***** Exercise data

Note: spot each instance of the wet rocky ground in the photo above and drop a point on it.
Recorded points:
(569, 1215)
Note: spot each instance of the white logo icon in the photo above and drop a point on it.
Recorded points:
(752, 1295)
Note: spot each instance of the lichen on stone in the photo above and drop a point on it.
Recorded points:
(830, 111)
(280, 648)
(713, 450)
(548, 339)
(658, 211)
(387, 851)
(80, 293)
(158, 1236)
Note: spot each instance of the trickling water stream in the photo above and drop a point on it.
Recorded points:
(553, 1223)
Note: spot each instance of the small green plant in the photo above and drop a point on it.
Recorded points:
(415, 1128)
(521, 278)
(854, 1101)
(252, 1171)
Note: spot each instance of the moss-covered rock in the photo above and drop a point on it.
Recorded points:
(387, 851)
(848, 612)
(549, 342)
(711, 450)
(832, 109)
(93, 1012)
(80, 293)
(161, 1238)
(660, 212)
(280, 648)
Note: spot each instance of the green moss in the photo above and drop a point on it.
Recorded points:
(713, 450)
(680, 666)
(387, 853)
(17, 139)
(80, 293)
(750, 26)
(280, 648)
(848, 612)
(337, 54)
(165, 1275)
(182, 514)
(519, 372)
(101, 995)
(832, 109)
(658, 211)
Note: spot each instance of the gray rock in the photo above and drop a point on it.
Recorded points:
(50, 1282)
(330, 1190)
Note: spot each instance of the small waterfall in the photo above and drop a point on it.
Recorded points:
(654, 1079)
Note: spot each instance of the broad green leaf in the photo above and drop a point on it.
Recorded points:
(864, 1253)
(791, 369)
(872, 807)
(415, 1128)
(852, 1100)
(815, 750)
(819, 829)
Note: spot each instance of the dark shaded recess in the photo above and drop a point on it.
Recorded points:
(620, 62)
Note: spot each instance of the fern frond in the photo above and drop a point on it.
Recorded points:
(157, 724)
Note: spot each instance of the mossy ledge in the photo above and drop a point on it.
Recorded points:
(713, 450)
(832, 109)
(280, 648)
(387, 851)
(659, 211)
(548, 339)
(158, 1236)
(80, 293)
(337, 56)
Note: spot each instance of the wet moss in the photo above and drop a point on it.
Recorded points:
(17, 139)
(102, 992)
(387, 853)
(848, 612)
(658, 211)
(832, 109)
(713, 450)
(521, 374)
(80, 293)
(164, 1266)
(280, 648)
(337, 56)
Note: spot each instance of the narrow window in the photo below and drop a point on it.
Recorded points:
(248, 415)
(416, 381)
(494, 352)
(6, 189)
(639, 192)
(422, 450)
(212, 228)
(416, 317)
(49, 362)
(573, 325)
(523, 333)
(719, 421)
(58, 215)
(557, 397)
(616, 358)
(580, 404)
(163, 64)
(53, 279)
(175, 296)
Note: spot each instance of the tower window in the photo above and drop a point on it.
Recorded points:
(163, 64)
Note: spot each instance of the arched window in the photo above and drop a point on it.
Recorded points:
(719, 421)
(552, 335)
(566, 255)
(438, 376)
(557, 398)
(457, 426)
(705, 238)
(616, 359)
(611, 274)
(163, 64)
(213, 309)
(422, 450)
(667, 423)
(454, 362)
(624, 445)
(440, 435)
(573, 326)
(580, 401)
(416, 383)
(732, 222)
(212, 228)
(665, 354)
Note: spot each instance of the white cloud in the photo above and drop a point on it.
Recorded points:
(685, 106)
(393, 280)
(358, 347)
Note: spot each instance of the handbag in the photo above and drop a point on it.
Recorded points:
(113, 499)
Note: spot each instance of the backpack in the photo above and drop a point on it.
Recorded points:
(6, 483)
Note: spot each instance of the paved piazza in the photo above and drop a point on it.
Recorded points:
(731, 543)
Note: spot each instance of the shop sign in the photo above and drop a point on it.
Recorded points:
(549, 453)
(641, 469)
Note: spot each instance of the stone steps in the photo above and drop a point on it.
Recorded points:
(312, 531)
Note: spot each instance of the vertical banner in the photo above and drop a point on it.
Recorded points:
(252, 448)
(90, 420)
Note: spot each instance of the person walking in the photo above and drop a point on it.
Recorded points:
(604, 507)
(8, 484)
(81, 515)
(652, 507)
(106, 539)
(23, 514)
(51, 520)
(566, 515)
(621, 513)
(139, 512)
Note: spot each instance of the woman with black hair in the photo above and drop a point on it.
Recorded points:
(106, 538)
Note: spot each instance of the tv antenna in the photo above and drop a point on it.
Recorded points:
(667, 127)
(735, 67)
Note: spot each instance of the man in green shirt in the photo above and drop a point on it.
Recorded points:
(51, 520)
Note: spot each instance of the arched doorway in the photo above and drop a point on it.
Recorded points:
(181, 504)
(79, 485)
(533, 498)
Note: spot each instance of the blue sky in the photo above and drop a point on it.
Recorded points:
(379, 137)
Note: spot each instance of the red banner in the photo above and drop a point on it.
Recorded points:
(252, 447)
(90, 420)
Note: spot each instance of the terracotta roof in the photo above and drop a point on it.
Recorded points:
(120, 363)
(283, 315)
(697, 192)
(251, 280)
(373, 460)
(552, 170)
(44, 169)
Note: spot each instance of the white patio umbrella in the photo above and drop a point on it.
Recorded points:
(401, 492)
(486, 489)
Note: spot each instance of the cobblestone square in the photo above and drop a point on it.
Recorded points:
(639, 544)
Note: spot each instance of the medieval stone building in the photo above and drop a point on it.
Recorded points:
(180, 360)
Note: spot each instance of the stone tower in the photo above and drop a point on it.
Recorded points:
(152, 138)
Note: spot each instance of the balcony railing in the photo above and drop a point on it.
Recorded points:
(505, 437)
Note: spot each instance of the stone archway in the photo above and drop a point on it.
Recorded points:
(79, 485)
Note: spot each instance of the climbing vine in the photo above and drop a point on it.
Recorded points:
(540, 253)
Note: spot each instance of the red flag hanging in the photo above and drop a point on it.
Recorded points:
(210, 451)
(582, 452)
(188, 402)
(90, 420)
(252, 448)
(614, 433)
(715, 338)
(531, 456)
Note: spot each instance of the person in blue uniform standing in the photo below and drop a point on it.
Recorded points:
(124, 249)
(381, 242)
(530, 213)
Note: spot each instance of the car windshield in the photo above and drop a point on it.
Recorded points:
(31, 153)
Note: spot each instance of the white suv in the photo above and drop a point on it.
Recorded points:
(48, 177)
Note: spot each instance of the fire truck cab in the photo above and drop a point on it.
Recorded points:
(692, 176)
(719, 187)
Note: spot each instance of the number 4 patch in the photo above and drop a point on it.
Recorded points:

**********

> [Problem details]: Print all of the entries exactly, leaving nothing out.

> [Result below]:
Note: spot each instance of the wet rocky ground in the photo above and drop a point on it.
Recorded points:
(569, 1215)
Note: spot each instance of the white logo icon in the photo above and drop a point on it.
Recorded points:
(752, 1295)
Note: spot each instance of the lichen on stone in the photo above and drop a point on it.
Recorded points:
(830, 111)
(280, 648)
(713, 450)
(548, 339)
(658, 211)
(387, 851)
(80, 293)
(158, 1236)
Note: spot each instance of the trickling water stream in the photo above and drop a point on it.
Recorded points:
(553, 1223)
Note: spot each instance of the small green plant in the photo above and drop a point on it.
Recorded points:
(415, 1128)
(521, 278)
(854, 1101)
(252, 1171)
Note: spot each instance of the moss-covered rock in the photo above and drop a point on it.
Recorded points:
(387, 851)
(848, 612)
(549, 342)
(711, 450)
(832, 109)
(93, 1012)
(80, 293)
(161, 1238)
(660, 212)
(280, 648)
Note: spot each instance of the green moss in the photo above and drop a point on it.
Recorded points:
(713, 450)
(680, 666)
(387, 853)
(17, 139)
(80, 293)
(750, 26)
(280, 648)
(848, 612)
(337, 54)
(165, 1275)
(182, 514)
(519, 372)
(101, 995)
(832, 109)
(658, 211)
Note: spot each instance of the gray rock in the photo above and drop a point on it.
Recorded points:
(50, 1282)
(330, 1190)
Note: spot each instance of the small waterfall in the photo above and drop a point on it.
Recorded points:
(654, 1079)
Note: spot each instance of the broad green leaf in the photo above and drop a point on it.
Recorded points:
(864, 1253)
(791, 369)
(872, 807)
(415, 1128)
(852, 1100)
(815, 750)
(819, 829)
Note: spot each instance of the dark shaded recess in the photo above and drop a point on it.
Recorded points:
(620, 62)
Note: spot each instance of the fern frond in the photo above and drop a point on it.
Recorded points:
(157, 724)
Note: spot each instance of the mossy ledge in the photo above and drop a point on it.
Recorded points:
(713, 450)
(832, 109)
(280, 648)
(387, 851)
(659, 211)
(548, 339)
(158, 1236)
(80, 293)
(337, 56)
Note: spot each instance of the wet moss in the photo above and drop a point on it.
Recorded points:
(17, 139)
(102, 992)
(387, 853)
(848, 612)
(658, 211)
(832, 109)
(713, 450)
(521, 374)
(80, 293)
(164, 1266)
(280, 648)
(337, 56)
Note: spot each instance of the narrow window in the photo below and drop a point on it.
Recorded points:
(248, 415)
(416, 381)
(494, 352)
(6, 189)
(639, 192)
(422, 450)
(212, 228)
(416, 317)
(49, 362)
(573, 325)
(523, 333)
(719, 421)
(58, 215)
(557, 397)
(616, 358)
(580, 404)
(163, 64)
(53, 279)
(175, 296)
Note: spot each instance of the tower window in the photo above and drop a point on it.
Recorded points:
(163, 64)
Note: spot each instance of the arched window in the photo above and drop a point on it.
Recorded points:
(719, 421)
(552, 335)
(566, 255)
(438, 376)
(557, 398)
(457, 426)
(705, 238)
(616, 359)
(611, 274)
(163, 64)
(213, 309)
(422, 450)
(667, 423)
(454, 362)
(624, 445)
(440, 435)
(573, 326)
(580, 401)
(416, 383)
(732, 222)
(212, 228)
(665, 354)
Note: spot each instance of the white cloud in the photo above and drop a point on it.
Recorded points:
(685, 106)
(393, 280)
(358, 347)
Note: spot each instance of the handbag in the photo above and drop a point on it.
Recorded points:
(113, 499)
Note: spot each instance of the backpack in the photo above and drop a point on it.
Recorded points:
(6, 483)
Note: spot each instance of the paved piazza in the photo above and drop a point on it.
Recorded points:
(731, 543)
Note: spot each instance of the shop sign in the photo above and drop a point on it.
Recorded points:
(549, 453)
(641, 469)
Note: spot each instance of the stone steps in the photo above and drop a point on it.
Recorded points:
(312, 531)
Note: spot each instance of the vertical banner in the photo above and drop a point on it.
Recorded points:
(252, 448)
(90, 420)
Note: spot each instance of the person walking in the photo above and drop a point on it.
Recorded points:
(604, 507)
(8, 484)
(81, 515)
(652, 507)
(106, 539)
(23, 514)
(51, 520)
(566, 515)
(621, 513)
(139, 512)
Note: spot each instance of the woman with black hair in the photo above and drop a point on it.
Recorded points:
(106, 538)
Note: spot each instance of the tv antenna in the photo above and drop a point on it.
Recorded points:
(667, 127)
(735, 67)
Note: spot each instance of the man in green shirt in the photo above and drop a point on it.
Recorded points:
(51, 520)
Note: spot each instance of the arched doorway in the photo above and drop a point on it.
Recorded points:
(181, 504)
(79, 485)
(533, 498)
Note: spot each instance of the blue sky in the photo above and drop a point on it.
Recorded points:
(379, 137)
Note: spot each instance of the red banner in the photo above and drop a point on it.
Recorded points:
(252, 447)
(90, 420)
Note: spot each instance of the terracotta roof in the photo above and drop a point on it.
Recorded points:
(120, 363)
(283, 315)
(697, 192)
(251, 280)
(373, 460)
(552, 170)
(44, 169)
Note: spot each instance of the white patio umbrella in the photo above and drop a point on it.
Recorded points:
(401, 492)
(486, 489)
Note: spot each instance of the cobblestone square in the photo above and drop a point on it.
Recorded points:
(639, 544)
Note: spot each instance of the medieval stone building in the photo above and drop a point on it.
Recorded points:
(180, 360)
Note: spot each instance of the stone tower in the photo above and drop a point on it.
Recorded points:
(152, 138)
Note: spot each instance of the balcony railing in the photo above and drop a point on it.
Recorded points:
(505, 437)
Note: spot each instance of the stone archway in the photo above and drop a point on it.
Recorded points:
(79, 485)
Note: spot each instance of the climbing vine in the photo above and drop a point on it.
Recorded points:
(540, 253)
Note: spot each instance of the red flag hanging in the photo above and drop a point on it.
Recorded points:
(210, 451)
(582, 452)
(188, 402)
(90, 420)
(252, 448)
(614, 433)
(715, 338)
(531, 456)
Note: spot each instance of the person in blue uniform standing in the photo below and drop a point on it.
Recorded points:
(124, 249)
(381, 242)
(530, 213)
Note: spot each instance of the car windshield in the photo above and drop a point on it.
Recorded points:
(31, 153)
Note: spot each instance of the white suv in the photo above and drop a point on it.
Recorded points:
(48, 177)
Note: spot each instance of the fire truck cab in the photo above and drop a point on it.
Recorded points:
(692, 176)
(719, 187)
Note: spot each instance of the number 4 patch in the photo above and drop a point on it.
Recorded points:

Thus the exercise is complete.